— START OF MATERIAL FOR THIS EXERCISE —

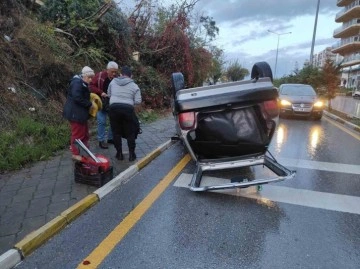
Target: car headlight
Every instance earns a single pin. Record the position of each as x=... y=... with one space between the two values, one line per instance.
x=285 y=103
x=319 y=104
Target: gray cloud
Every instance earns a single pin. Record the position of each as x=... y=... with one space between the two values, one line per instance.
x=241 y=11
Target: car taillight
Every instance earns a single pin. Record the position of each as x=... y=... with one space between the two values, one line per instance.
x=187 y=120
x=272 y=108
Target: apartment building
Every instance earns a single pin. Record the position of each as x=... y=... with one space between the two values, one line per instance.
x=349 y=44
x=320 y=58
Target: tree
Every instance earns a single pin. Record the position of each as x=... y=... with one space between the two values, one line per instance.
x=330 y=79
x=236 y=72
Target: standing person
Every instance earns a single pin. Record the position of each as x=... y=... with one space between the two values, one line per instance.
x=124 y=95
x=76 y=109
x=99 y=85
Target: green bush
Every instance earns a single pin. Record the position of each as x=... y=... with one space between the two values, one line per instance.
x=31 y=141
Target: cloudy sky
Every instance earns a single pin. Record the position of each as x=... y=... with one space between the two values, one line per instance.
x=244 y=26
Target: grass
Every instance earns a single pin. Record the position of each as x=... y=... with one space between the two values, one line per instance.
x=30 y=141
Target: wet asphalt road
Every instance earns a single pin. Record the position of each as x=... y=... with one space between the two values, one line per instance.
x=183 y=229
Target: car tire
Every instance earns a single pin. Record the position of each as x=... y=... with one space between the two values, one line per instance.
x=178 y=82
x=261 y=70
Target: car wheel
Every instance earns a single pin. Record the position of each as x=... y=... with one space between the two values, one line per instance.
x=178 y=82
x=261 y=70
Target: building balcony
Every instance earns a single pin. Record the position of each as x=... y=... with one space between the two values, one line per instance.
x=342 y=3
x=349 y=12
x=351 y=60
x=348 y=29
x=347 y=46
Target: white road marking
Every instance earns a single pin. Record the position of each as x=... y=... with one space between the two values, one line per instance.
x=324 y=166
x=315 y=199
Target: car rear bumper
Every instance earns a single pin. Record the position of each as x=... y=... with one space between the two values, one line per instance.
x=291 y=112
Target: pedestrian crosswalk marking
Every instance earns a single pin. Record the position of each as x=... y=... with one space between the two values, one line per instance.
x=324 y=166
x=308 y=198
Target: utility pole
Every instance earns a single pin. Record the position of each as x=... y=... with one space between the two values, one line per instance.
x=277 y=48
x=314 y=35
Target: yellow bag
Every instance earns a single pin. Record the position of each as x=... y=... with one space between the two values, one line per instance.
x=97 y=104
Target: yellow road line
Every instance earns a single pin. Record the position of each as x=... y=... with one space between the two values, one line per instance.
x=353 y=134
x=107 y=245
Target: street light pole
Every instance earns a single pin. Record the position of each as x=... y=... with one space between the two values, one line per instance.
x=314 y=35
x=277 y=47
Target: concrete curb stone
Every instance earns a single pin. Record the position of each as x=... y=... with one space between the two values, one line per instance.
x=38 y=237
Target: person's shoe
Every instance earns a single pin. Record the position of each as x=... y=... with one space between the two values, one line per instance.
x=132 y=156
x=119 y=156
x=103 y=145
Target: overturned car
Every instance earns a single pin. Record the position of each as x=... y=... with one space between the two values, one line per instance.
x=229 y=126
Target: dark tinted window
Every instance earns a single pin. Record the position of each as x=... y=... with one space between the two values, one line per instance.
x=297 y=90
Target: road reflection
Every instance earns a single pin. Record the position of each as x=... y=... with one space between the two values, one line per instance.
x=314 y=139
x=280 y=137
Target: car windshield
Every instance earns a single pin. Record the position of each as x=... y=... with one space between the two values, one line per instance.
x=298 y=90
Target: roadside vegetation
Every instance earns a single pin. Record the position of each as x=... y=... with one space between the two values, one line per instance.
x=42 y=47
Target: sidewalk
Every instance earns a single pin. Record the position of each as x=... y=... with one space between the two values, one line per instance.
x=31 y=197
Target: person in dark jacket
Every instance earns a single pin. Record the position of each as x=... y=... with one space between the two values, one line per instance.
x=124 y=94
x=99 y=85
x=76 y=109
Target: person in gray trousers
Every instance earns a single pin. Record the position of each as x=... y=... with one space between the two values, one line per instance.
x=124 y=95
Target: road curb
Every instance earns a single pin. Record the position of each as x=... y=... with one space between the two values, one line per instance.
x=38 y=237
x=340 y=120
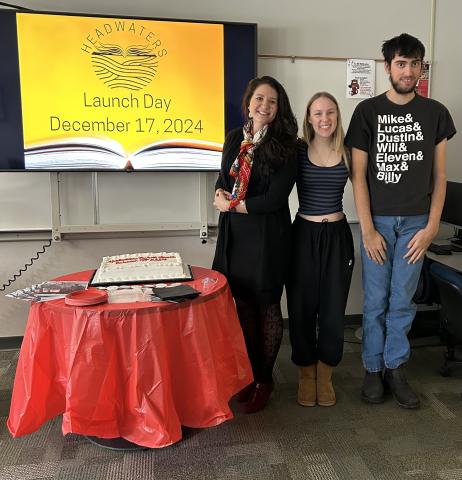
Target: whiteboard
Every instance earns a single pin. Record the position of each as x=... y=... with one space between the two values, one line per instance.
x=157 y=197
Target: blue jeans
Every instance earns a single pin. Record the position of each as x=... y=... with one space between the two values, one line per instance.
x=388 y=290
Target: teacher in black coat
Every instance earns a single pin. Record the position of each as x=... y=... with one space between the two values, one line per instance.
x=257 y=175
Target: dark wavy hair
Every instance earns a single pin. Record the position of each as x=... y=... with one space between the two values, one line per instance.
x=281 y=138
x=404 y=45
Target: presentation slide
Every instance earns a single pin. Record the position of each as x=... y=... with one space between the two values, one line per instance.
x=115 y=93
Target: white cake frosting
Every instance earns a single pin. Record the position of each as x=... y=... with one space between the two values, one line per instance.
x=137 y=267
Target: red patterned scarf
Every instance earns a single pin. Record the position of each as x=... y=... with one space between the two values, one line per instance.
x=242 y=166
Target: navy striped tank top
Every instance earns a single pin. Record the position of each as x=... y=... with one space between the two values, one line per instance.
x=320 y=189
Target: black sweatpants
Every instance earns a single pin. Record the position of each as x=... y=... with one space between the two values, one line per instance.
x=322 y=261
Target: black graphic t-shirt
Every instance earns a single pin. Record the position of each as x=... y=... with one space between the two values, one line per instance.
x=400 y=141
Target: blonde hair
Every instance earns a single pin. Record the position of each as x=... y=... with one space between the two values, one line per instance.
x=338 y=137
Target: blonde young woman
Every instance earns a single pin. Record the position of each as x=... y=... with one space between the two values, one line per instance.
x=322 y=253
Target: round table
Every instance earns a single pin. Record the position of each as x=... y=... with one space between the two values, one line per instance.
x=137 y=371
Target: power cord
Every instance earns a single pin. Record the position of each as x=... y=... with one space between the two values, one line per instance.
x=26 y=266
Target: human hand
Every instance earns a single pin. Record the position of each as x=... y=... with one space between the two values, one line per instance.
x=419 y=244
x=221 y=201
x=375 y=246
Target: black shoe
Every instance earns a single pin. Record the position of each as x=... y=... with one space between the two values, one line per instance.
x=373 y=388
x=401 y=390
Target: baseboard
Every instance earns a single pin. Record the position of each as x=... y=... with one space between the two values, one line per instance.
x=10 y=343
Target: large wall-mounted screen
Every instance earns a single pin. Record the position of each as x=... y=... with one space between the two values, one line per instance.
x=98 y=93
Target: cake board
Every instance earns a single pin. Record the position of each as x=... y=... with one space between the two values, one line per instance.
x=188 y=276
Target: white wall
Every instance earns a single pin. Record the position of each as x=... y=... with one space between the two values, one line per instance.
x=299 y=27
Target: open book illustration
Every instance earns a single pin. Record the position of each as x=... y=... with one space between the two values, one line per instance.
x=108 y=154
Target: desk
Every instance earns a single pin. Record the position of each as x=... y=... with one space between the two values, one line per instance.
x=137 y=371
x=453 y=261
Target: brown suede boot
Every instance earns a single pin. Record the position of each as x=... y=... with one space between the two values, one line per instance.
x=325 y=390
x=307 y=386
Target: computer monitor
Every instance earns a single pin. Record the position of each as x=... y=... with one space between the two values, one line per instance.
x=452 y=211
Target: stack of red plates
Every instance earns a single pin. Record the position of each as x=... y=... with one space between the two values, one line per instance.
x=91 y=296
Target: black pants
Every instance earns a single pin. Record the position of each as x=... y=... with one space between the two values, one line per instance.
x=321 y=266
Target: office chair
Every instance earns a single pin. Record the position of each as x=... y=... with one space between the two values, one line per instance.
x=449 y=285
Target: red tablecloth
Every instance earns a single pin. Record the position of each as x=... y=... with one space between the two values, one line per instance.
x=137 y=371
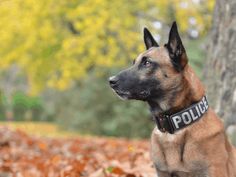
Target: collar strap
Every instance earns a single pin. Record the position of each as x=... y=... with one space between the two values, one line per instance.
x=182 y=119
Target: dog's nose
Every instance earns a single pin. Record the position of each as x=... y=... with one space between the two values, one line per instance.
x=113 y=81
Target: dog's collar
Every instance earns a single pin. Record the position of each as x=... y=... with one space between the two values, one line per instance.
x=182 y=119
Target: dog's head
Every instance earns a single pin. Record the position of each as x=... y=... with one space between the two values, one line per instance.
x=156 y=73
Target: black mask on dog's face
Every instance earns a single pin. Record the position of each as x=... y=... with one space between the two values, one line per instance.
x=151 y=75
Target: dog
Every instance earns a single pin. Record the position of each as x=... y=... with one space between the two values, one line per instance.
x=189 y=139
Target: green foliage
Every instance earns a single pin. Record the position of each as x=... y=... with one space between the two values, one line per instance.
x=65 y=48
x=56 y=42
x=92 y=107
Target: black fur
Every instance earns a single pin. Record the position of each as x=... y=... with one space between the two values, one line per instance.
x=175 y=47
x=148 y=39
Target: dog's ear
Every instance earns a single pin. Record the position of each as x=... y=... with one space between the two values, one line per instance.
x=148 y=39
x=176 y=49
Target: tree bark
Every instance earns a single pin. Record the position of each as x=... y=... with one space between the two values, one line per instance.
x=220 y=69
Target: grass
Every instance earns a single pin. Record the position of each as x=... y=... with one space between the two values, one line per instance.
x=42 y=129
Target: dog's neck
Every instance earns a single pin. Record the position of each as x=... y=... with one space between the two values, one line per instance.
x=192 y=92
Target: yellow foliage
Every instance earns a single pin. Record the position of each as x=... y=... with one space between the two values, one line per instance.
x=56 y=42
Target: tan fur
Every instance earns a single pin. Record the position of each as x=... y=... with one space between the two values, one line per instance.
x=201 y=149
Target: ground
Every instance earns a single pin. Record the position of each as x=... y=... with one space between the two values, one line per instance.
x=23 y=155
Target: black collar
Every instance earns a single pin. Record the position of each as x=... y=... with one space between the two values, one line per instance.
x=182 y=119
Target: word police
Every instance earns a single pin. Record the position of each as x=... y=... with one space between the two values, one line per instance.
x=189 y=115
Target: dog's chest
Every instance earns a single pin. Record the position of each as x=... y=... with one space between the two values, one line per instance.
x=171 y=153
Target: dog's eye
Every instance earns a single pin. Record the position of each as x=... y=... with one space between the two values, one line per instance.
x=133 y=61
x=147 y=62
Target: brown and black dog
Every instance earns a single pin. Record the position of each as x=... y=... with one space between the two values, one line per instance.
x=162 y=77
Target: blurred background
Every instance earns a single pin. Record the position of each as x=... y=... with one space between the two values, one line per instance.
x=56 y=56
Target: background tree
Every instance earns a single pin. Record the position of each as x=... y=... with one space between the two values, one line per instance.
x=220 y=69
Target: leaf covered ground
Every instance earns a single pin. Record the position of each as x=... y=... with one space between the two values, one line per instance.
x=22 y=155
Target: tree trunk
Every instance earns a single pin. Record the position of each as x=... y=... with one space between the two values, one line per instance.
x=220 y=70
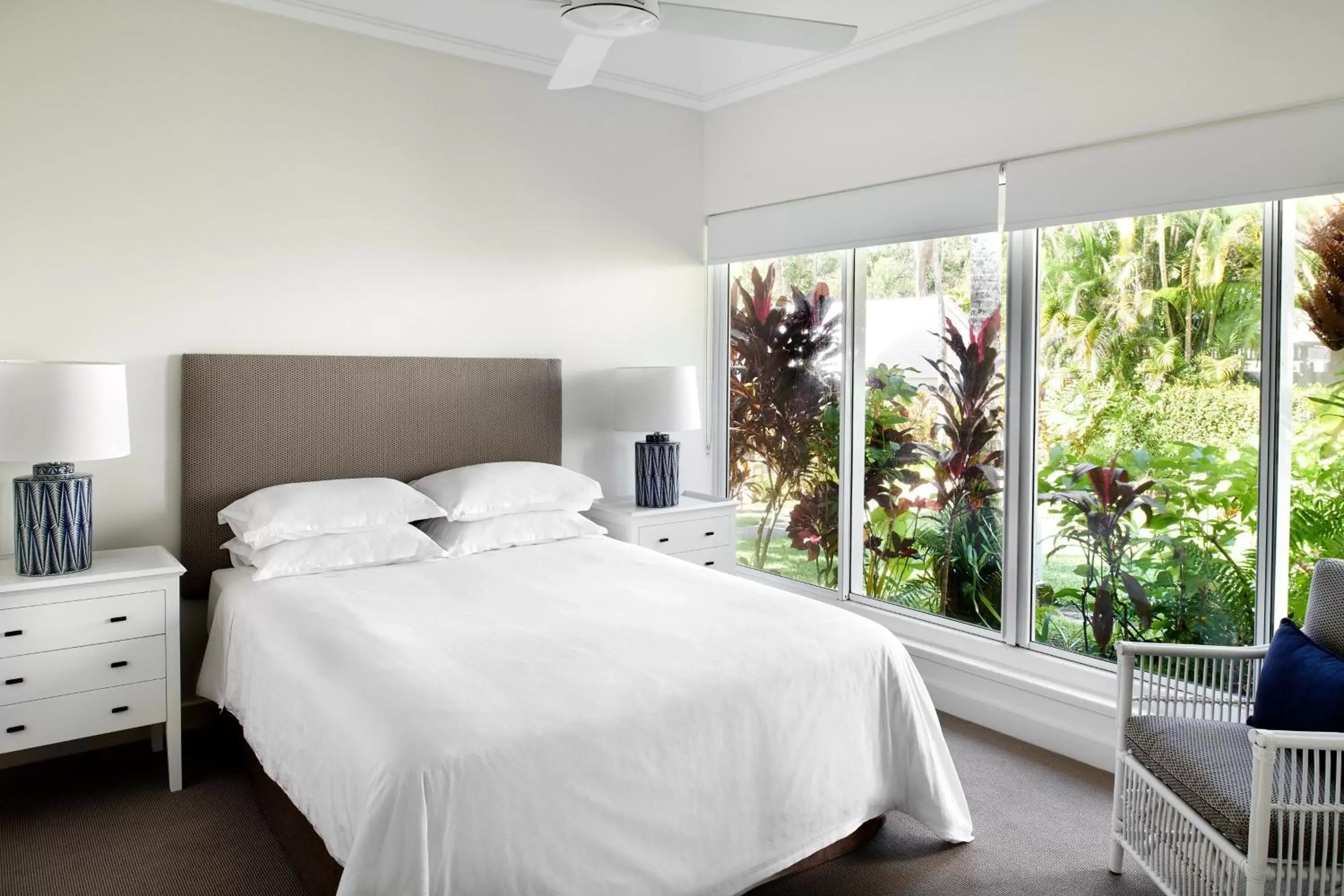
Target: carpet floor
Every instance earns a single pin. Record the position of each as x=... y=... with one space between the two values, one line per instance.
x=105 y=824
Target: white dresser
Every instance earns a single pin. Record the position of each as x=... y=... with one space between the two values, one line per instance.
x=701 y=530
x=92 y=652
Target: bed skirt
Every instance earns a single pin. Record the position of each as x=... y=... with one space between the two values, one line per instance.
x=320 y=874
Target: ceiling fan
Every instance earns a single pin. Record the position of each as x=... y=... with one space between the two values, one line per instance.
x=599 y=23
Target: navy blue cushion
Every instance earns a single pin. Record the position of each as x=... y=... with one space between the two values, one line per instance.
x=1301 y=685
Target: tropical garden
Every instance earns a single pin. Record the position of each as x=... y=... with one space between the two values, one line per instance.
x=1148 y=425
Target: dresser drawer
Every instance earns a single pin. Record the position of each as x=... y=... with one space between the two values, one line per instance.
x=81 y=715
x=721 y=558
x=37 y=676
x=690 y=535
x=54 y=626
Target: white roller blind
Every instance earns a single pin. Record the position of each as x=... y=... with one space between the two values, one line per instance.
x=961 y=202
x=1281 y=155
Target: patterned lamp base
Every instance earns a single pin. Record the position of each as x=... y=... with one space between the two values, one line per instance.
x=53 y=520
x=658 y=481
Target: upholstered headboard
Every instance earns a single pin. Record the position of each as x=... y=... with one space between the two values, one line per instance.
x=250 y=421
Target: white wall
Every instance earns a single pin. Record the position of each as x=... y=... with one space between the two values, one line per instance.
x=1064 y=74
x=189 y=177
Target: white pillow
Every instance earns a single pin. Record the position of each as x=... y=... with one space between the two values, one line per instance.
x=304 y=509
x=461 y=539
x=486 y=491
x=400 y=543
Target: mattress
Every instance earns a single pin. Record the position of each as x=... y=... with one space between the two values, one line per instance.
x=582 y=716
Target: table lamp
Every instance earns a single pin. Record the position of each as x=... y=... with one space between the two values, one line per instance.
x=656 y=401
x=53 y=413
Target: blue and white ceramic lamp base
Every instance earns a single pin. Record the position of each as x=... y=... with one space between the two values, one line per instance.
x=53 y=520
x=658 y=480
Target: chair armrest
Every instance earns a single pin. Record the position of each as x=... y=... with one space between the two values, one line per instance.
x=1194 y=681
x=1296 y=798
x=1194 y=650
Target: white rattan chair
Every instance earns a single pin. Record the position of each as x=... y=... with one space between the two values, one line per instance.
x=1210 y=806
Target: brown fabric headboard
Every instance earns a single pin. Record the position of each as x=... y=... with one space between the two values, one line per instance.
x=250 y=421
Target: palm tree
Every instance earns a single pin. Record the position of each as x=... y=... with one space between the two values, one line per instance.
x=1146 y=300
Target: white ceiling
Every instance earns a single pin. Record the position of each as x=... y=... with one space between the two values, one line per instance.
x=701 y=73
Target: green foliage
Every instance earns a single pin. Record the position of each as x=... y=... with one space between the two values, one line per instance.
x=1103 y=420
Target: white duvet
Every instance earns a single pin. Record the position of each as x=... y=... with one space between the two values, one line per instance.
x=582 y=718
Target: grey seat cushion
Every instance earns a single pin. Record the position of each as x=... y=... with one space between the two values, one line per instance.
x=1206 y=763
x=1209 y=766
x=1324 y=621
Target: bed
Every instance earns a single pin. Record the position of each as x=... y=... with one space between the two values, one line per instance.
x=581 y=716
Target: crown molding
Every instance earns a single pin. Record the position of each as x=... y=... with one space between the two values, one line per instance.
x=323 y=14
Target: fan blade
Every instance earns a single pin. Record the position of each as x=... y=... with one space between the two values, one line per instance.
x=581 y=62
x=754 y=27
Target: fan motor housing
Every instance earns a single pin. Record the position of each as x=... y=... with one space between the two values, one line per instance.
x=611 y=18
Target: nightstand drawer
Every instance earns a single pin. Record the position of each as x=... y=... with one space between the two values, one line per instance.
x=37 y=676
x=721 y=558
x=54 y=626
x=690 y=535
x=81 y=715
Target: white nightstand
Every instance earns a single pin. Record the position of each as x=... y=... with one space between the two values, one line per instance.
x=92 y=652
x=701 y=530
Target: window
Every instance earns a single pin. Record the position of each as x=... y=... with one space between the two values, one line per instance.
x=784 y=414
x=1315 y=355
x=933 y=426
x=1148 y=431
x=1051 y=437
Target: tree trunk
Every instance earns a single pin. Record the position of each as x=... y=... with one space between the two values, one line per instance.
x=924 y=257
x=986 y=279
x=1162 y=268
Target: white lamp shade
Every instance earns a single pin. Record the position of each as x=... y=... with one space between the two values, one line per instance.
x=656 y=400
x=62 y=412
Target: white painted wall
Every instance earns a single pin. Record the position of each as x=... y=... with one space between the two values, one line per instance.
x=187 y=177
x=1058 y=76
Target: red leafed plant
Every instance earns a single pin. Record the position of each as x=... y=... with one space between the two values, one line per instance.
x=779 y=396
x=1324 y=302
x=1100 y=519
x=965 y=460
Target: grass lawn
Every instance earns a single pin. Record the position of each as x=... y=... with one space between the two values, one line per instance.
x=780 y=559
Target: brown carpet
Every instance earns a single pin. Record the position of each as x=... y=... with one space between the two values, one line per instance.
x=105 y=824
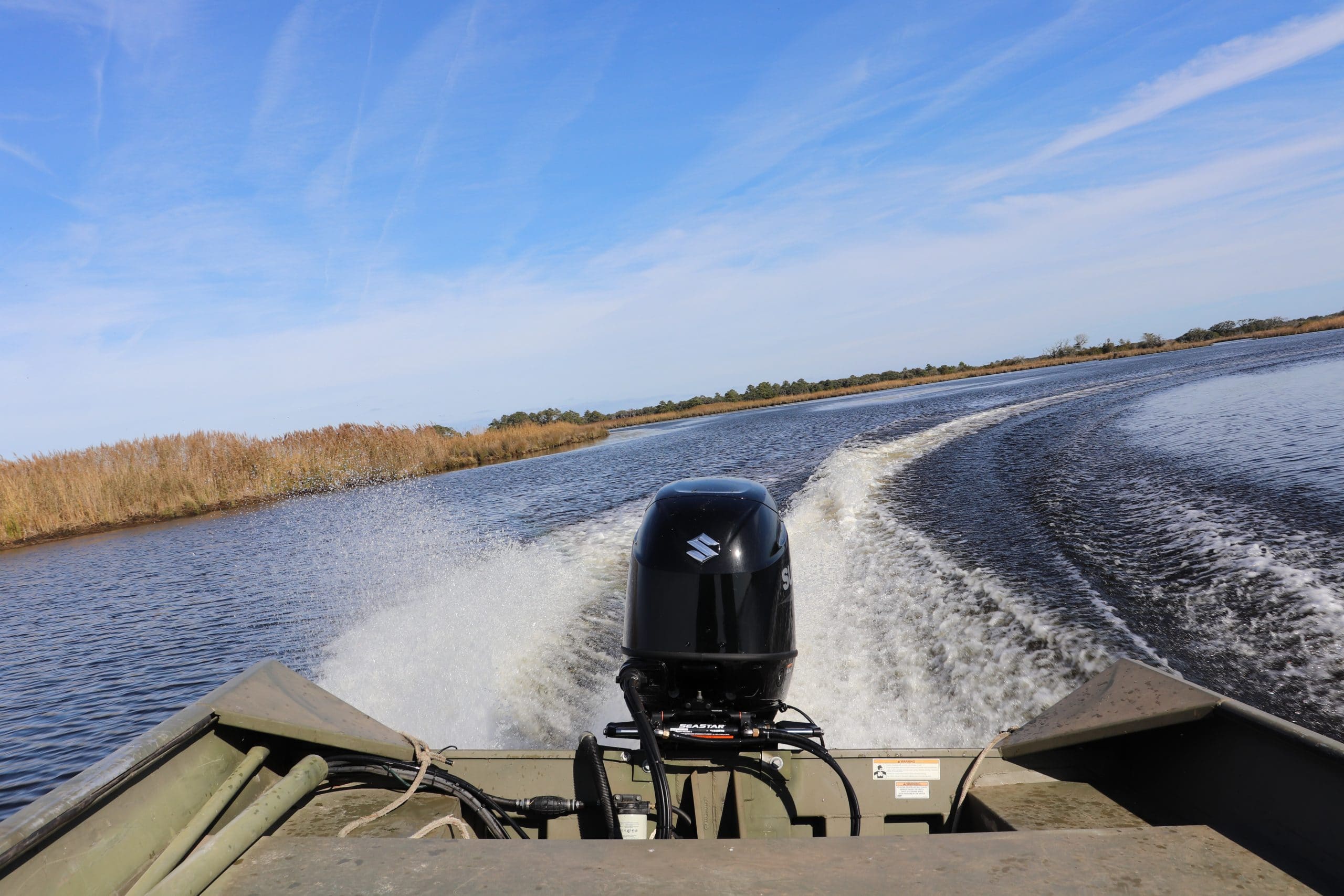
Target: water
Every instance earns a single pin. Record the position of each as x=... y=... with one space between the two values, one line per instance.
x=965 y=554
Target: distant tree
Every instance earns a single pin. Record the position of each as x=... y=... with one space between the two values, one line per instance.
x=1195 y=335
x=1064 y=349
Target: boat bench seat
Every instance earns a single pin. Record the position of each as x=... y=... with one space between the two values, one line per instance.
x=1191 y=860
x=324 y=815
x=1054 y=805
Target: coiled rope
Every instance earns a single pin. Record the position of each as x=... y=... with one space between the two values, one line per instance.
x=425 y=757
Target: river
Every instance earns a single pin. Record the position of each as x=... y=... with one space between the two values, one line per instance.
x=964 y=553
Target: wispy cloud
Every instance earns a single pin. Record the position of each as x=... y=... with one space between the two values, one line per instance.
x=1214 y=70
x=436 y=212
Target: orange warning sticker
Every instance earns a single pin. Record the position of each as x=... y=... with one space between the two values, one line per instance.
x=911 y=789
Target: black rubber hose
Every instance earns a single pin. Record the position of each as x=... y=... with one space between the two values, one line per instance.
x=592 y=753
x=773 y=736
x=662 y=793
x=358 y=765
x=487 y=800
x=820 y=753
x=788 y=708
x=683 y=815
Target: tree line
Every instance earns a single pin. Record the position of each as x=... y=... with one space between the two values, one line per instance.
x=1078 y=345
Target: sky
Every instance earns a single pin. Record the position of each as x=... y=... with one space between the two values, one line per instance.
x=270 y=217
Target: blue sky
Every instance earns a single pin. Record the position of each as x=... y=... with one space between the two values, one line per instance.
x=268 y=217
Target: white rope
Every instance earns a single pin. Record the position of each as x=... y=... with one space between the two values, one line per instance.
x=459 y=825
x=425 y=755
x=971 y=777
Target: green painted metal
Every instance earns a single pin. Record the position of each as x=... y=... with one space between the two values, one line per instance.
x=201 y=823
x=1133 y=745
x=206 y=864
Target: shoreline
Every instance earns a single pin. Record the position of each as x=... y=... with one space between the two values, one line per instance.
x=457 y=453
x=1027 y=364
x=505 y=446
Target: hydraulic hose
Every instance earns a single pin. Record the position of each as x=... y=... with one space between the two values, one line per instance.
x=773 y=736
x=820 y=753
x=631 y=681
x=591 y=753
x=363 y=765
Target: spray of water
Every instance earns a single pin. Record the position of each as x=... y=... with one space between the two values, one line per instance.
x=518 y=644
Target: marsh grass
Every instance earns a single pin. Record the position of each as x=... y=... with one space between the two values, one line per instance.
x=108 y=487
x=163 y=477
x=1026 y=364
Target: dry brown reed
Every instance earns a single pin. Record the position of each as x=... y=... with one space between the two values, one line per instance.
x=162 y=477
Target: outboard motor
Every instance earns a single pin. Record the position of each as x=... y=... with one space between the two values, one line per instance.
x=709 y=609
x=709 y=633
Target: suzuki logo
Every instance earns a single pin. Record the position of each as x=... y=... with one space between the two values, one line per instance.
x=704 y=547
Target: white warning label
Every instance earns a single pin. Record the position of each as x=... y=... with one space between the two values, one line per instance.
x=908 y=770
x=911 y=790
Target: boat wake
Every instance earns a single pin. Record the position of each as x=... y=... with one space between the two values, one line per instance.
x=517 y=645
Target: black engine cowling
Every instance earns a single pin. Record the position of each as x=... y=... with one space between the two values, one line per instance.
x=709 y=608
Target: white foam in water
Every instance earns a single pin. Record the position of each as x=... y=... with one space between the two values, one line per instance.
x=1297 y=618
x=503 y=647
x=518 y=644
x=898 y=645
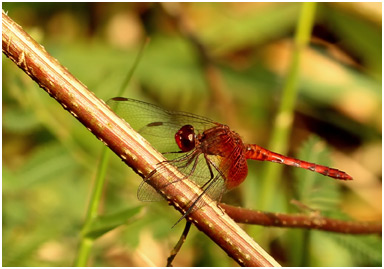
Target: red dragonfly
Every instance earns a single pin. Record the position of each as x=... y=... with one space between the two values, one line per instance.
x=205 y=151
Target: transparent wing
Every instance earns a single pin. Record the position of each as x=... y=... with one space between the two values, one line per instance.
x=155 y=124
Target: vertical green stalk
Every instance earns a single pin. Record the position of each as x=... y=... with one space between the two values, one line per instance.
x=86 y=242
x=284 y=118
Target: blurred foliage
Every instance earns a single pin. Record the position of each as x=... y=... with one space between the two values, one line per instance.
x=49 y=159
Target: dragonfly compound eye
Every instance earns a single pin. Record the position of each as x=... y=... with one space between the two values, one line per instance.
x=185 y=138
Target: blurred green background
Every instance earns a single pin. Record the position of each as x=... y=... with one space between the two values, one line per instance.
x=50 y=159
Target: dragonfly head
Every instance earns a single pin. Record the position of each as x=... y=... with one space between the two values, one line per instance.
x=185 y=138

— END OF MATERIAL FOR THIS EXERCISE —

WHAT YOU NEED TO DO
Please give back only the lines from the one containing "Target: stack of red plates" down to the one containing "x=321 y=266", with "black pants" replaced by "dark trousers" and everything else unchanged.

EXERCISE SOLUTION
Target: stack of red plates
Every instance earns a single pin. Record the position of each as x=... y=... with one space between the two values, one line per instance.
x=91 y=296
Target: dark trousers
Every instance earns a single pin. Record the position of each as x=... y=... with one space between the two values, one line per instance.
x=321 y=266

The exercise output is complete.